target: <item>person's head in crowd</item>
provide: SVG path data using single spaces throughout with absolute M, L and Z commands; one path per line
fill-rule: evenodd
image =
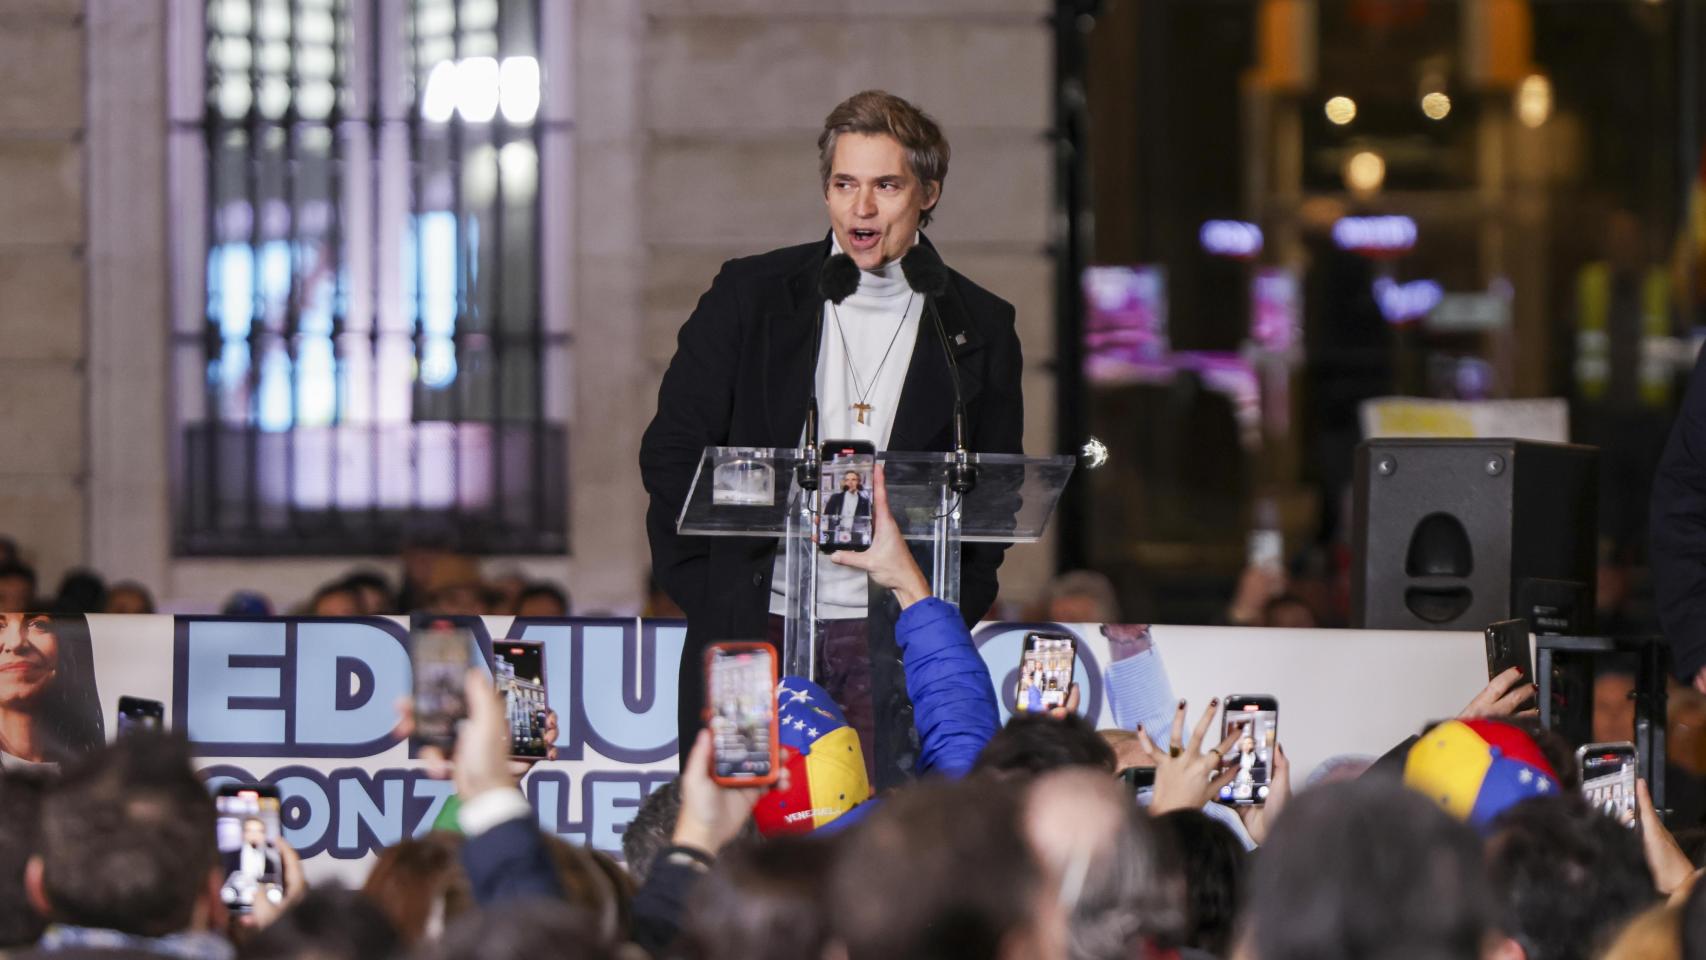
M 1576 786 L 1568 745 L 1545 745 L 1531 726 L 1489 720 L 1447 720 L 1416 740 L 1404 760 L 1404 784 L 1452 816 L 1485 830 L 1527 800 L 1554 797 Z M 1564 772 L 1560 772 L 1564 771 Z
M 1230 954 L 1243 902 L 1249 854 L 1232 828 L 1201 810 L 1174 810 L 1155 818 L 1185 880 L 1181 942 L 1217 957 Z
M 442 553 L 432 564 L 426 584 L 425 610 L 445 617 L 486 614 L 486 585 L 479 561 L 460 553 Z
M 541 897 L 494 904 L 466 914 L 444 931 L 426 960 L 615 960 L 593 920 Z
M 829 874 L 832 950 L 846 960 L 1055 958 L 1055 890 L 1024 838 L 1021 785 L 924 781 L 844 837 Z
M 545 848 L 569 904 L 586 915 L 604 943 L 620 943 L 628 929 L 633 880 L 616 861 L 591 847 L 546 834 Z
M 1100 770 L 1068 767 L 1031 782 L 1025 836 L 1059 891 L 1070 960 L 1124 960 L 1171 947 L 1184 890 L 1131 794 Z
M 1094 570 L 1068 570 L 1049 582 L 1046 617 L 1055 623 L 1118 623 L 1113 581 Z
M 1262 626 L 1311 629 L 1319 626 L 1315 611 L 1295 593 L 1282 593 L 1262 607 Z
M 405 944 L 385 912 L 341 887 L 308 891 L 243 944 L 243 960 L 389 960 Z
M 224 617 L 270 617 L 272 601 L 268 600 L 264 593 L 238 590 L 225 598 L 225 603 L 219 608 L 219 614 Z
M 53 596 L 54 613 L 100 613 L 106 608 L 107 582 L 100 574 L 77 568 L 59 578 L 59 590 Z
M 20 771 L 0 778 L 0 950 L 28 946 L 47 921 L 30 908 L 24 872 L 39 851 L 41 803 L 48 778 Z
M 1309 776 L 1303 778 L 1303 789 L 1355 780 L 1367 773 L 1376 759 L 1365 753 L 1336 753 L 1309 771 Z
M 18 552 L 18 541 L 11 537 L 0 537 L 0 566 L 17 563 L 23 559 Z
M 48 789 L 30 902 L 54 923 L 137 937 L 220 931 L 214 820 L 187 743 L 128 736 Z
M 1706 883 L 1694 884 L 1680 912 L 1682 960 L 1706 960 Z
M 782 836 L 725 848 L 688 903 L 694 960 L 819 957 L 829 936 L 825 883 L 835 843 Z
M 1682 911 L 1651 907 L 1623 928 L 1601 960 L 1684 960 Z
M 135 580 L 121 580 L 107 588 L 108 613 L 153 613 L 154 596 Z
M 0 768 L 63 763 L 105 741 L 88 621 L 0 613 Z
M 486 609 L 519 614 L 522 591 L 533 581 L 521 570 L 506 570 L 486 581 Z
M 1635 833 L 1579 795 L 1510 807 L 1487 838 L 1499 928 L 1525 960 L 1598 956 L 1656 898 Z
M 398 613 L 397 597 L 391 592 L 391 581 L 377 570 L 355 570 L 344 577 L 344 586 L 355 591 L 356 605 L 364 616 L 383 616 Z
M 31 613 L 36 606 L 35 569 L 17 560 L 0 563 L 0 613 Z
M 1032 776 L 1061 767 L 1114 772 L 1114 750 L 1089 721 L 1075 713 L 1014 714 L 977 755 L 975 770 L 1002 776 Z
M 1633 655 L 1601 656 L 1593 669 L 1593 739 L 1615 743 L 1635 739 L 1635 671 Z
M 640 801 L 634 819 L 622 831 L 622 860 L 634 885 L 644 886 L 651 875 L 652 861 L 673 842 L 676 818 L 681 815 L 681 781 L 671 780 Z
M 308 615 L 311 617 L 359 617 L 361 616 L 361 594 L 351 587 L 348 581 L 337 580 L 328 583 L 314 591 L 313 599 L 308 601 Z
M 1238 956 L 1475 960 L 1492 942 L 1481 842 L 1389 778 L 1300 793 L 1251 865 Z
M 566 617 L 569 615 L 569 595 L 555 584 L 538 581 L 530 583 L 515 601 L 518 617 Z
M 446 924 L 474 908 L 461 854 L 462 835 L 444 831 L 379 851 L 361 893 L 390 919 L 404 945 L 436 939 Z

· · · ·

- Directions -
Print the listing exactly, minus its pictures.

- Task answer -
target: <item>person's head in crowd</item>
provide: SVG path data using single spaces throughout with absolute M, L and Z commands; one path per line
fill-rule: evenodd
image =
M 1576 786 L 1568 745 L 1545 745 L 1531 726 L 1489 720 L 1447 720 L 1416 740 L 1404 760 L 1404 784 L 1452 816 L 1485 830 L 1527 800 L 1554 797 Z M 1564 772 L 1560 772 L 1564 771 Z
M 1230 954 L 1243 902 L 1249 854 L 1232 828 L 1201 810 L 1174 810 L 1155 818 L 1185 880 L 1181 942 L 1217 957 Z
M 442 553 L 432 564 L 426 584 L 425 610 L 445 617 L 486 614 L 486 585 L 479 561 L 460 553 Z
M 541 897 L 494 904 L 466 914 L 444 931 L 426 960 L 615 960 L 593 920 Z
M 829 874 L 832 950 L 846 960 L 1055 958 L 1055 890 L 1024 838 L 1021 785 L 924 781 L 844 837 Z
M 545 848 L 569 904 L 586 915 L 604 943 L 620 943 L 628 929 L 633 880 L 616 861 L 591 847 L 546 834 Z
M 1100 770 L 1068 767 L 1031 782 L 1025 836 L 1059 891 L 1070 960 L 1124 960 L 1171 947 L 1184 890 L 1131 794 Z
M 1094 570 L 1068 570 L 1049 582 L 1046 617 L 1055 623 L 1118 623 L 1113 581 Z
M 1262 626 L 1311 629 L 1319 626 L 1315 611 L 1295 593 L 1282 593 L 1262 607 Z
M 405 944 L 385 912 L 341 887 L 308 891 L 243 944 L 243 960 L 389 960 Z
M 224 617 L 270 617 L 272 601 L 268 600 L 264 593 L 238 590 L 225 598 L 225 603 L 219 608 L 219 614 Z
M 53 596 L 54 613 L 100 613 L 106 608 L 107 582 L 100 574 L 77 568 L 59 578 L 59 590 Z
M 20 771 L 0 778 L 0 950 L 28 946 L 47 921 L 30 908 L 24 872 L 39 851 L 41 803 L 48 778 Z
M 1309 776 L 1303 778 L 1303 789 L 1355 780 L 1367 773 L 1376 759 L 1365 753 L 1336 753 L 1309 771 Z
M 18 552 L 18 541 L 11 537 L 0 537 L 0 566 L 17 563 L 23 559 Z
M 48 789 L 30 902 L 54 923 L 137 937 L 220 931 L 214 820 L 187 743 L 128 736 Z
M 1706 883 L 1694 884 L 1680 912 L 1682 960 L 1706 960 Z
M 782 836 L 725 848 L 688 903 L 694 960 L 819 957 L 829 936 L 825 883 L 835 843 Z
M 1682 911 L 1651 907 L 1623 928 L 1601 960 L 1684 960 Z
M 135 580 L 121 580 L 107 588 L 108 613 L 153 613 L 154 596 Z
M 0 768 L 63 763 L 105 741 L 88 621 L 0 613 Z
M 486 609 L 519 614 L 522 591 L 533 581 L 521 570 L 506 570 L 486 581 Z
M 1635 833 L 1579 795 L 1510 807 L 1487 838 L 1499 928 L 1525 960 L 1598 956 L 1656 898 Z
M 398 613 L 397 597 L 391 592 L 391 581 L 377 570 L 355 570 L 344 577 L 344 586 L 355 591 L 356 605 L 364 616 L 383 616 Z
M 31 613 L 36 606 L 35 569 L 17 560 L 0 563 L 0 613 Z
M 1032 776 L 1061 767 L 1114 772 L 1114 750 L 1089 721 L 1075 713 L 1014 714 L 977 755 L 975 770 L 1002 776 Z
M 1633 655 L 1601 656 L 1593 669 L 1593 739 L 1615 743 L 1635 739 L 1635 671 Z
M 640 801 L 634 819 L 622 831 L 622 860 L 634 885 L 644 886 L 651 875 L 652 861 L 673 842 L 676 818 L 681 815 L 681 781 L 671 780 Z
M 308 615 L 311 617 L 359 617 L 361 616 L 361 594 L 351 587 L 348 581 L 337 580 L 328 583 L 314 591 L 313 599 L 308 601 Z
M 1238 956 L 1475 960 L 1492 942 L 1481 842 L 1389 778 L 1300 793 L 1251 865 Z
M 566 617 L 569 615 L 569 595 L 555 584 L 538 581 L 530 583 L 515 601 L 518 617 Z
M 446 924 L 474 908 L 461 854 L 462 835 L 444 831 L 379 851 L 361 893 L 390 919 L 404 945 L 436 939 Z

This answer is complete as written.